**Records for the exercise**
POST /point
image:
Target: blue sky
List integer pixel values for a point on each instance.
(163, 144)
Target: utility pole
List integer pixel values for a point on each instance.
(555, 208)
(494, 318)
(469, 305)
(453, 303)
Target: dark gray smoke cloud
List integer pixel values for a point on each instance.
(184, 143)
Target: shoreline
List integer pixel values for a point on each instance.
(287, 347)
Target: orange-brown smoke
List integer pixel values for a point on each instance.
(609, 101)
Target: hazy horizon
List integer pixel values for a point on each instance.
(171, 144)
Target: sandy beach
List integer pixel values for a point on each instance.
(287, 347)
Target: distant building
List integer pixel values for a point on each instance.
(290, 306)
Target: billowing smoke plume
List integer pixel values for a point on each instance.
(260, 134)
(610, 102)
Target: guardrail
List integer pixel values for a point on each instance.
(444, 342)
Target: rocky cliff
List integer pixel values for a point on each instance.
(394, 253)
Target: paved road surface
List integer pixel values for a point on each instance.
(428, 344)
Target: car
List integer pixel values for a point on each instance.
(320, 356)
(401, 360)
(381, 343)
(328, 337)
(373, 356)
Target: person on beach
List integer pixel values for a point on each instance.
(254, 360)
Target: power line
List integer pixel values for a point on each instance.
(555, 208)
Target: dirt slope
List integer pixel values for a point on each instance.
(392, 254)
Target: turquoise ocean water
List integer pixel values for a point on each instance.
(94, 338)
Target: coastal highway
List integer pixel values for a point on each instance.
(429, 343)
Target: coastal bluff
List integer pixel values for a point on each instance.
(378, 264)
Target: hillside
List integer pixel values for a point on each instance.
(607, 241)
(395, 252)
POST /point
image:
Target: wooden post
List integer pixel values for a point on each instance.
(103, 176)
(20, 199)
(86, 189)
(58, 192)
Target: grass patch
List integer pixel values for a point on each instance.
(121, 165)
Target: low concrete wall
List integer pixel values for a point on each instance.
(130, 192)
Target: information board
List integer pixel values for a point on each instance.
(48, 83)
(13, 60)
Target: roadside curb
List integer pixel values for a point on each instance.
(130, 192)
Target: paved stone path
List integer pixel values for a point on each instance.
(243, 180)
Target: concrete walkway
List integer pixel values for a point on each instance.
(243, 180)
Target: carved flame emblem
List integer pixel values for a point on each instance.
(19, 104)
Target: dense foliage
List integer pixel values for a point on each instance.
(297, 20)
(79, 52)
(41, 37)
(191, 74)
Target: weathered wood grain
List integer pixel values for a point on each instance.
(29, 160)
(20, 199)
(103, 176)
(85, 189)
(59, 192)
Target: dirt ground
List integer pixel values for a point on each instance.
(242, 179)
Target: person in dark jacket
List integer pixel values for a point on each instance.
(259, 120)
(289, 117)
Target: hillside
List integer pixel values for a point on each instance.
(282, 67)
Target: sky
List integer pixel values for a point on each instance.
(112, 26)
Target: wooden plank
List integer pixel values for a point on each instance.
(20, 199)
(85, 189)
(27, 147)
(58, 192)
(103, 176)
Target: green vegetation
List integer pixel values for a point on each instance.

**What this task involves**
All entries above should be duplicated exactly, none omitted.

**Your solution**
POST /point
image:
Target: blue sky
List integer pixel values for a point on each instance.
(163, 144)
Target: utility pole
List integer pixel values for a point on each instance.
(555, 208)
(494, 318)
(469, 305)
(453, 303)
Target: dark gray smoke cloud
List integer pixel values for a point on each instance.
(184, 143)
Target: shoreline
List integer pixel values for a point on each instance.
(287, 347)
Target: orange-brown smoke
List integer pixel values for a point on each instance.
(609, 101)
Target: hazy horizon
List integer pixel values for a point on each instance.
(171, 144)
Target: sandy beach
List integer pixel values for a point on each instance.
(287, 347)
Target: distant building
List integer pixel values for a point on each instance.
(290, 306)
Target: billowing smoke plume
List integer pixel values for a point on each instance.
(260, 134)
(610, 102)
Target: guardrail
List integer pixel values for a point on each instance.
(444, 342)
Target: rocky cliff
List integer pixel values for a point on each instance.
(394, 253)
Target: paved road surface
List integer pixel values for a point on each instance.
(428, 344)
Target: car
List integer pixel values for a point on each instance.
(320, 356)
(401, 360)
(381, 343)
(328, 337)
(373, 356)
Target: person on beach
List integer pixel values for a point on each instance.
(254, 360)
Target: power line
List integer pixel values for a point on each instance.
(555, 208)
Target: dirt slope
List integer pixel values for a point on each instance.
(392, 254)
Target: turquoise ocean water
List integer pixel values for a point on each instance.
(94, 338)
Target: coastal highway
List integer pixel values for a point on each instance.
(429, 343)
Target: coastal bluff
List integer pixel values for a point on each instance.
(378, 264)
Target: hillside
List integer pixel values for a point on each instance.
(607, 241)
(395, 252)
POST /point
image:
Target: wooden post
List integer pixel values for a point on each instance.
(103, 176)
(20, 199)
(86, 189)
(58, 192)
Target: grass patch
List integer pixel values for a point on each instance.
(121, 165)
Target: low concrete wall
List integer pixel values for a point on each instance.
(130, 192)
Target: information board
List integer pixel values for a point on each instance.
(48, 83)
(13, 60)
Target: roadside curb
List integer pixel values for a point on each instance.
(130, 192)
Target: paved stone path
List integer pixel values for a point on each instance.
(243, 180)
Target: concrete walkway
List integer pixel values for a point on each instance.
(243, 180)
Target: carved flame emblem
List integer pixel values for a point on each instance.
(19, 104)
Target: dense foliage
List integer pixel values for a point on each instance.
(297, 20)
(79, 52)
(41, 37)
(191, 74)
Target: weathered wood grain
List integer pixel values for a point on each instance.
(29, 160)
(20, 199)
(103, 176)
(85, 189)
(59, 192)
Target: dirt ground
List integer pixel values for a point on each instance.
(242, 179)
Target: person in dark jacket
List integer pixel values for a point on each instance.
(259, 120)
(289, 117)
Target: hillside
List integer pixel values for a point on each instance.
(282, 67)
Target: sky
List integer pixel values for a point on each instance.
(112, 26)
Target: wooden plank
List integer pixel values for a point on each instance.
(20, 199)
(85, 189)
(27, 147)
(58, 192)
(103, 176)
Target: green vegetation
List integer pixel values for a point on each instance.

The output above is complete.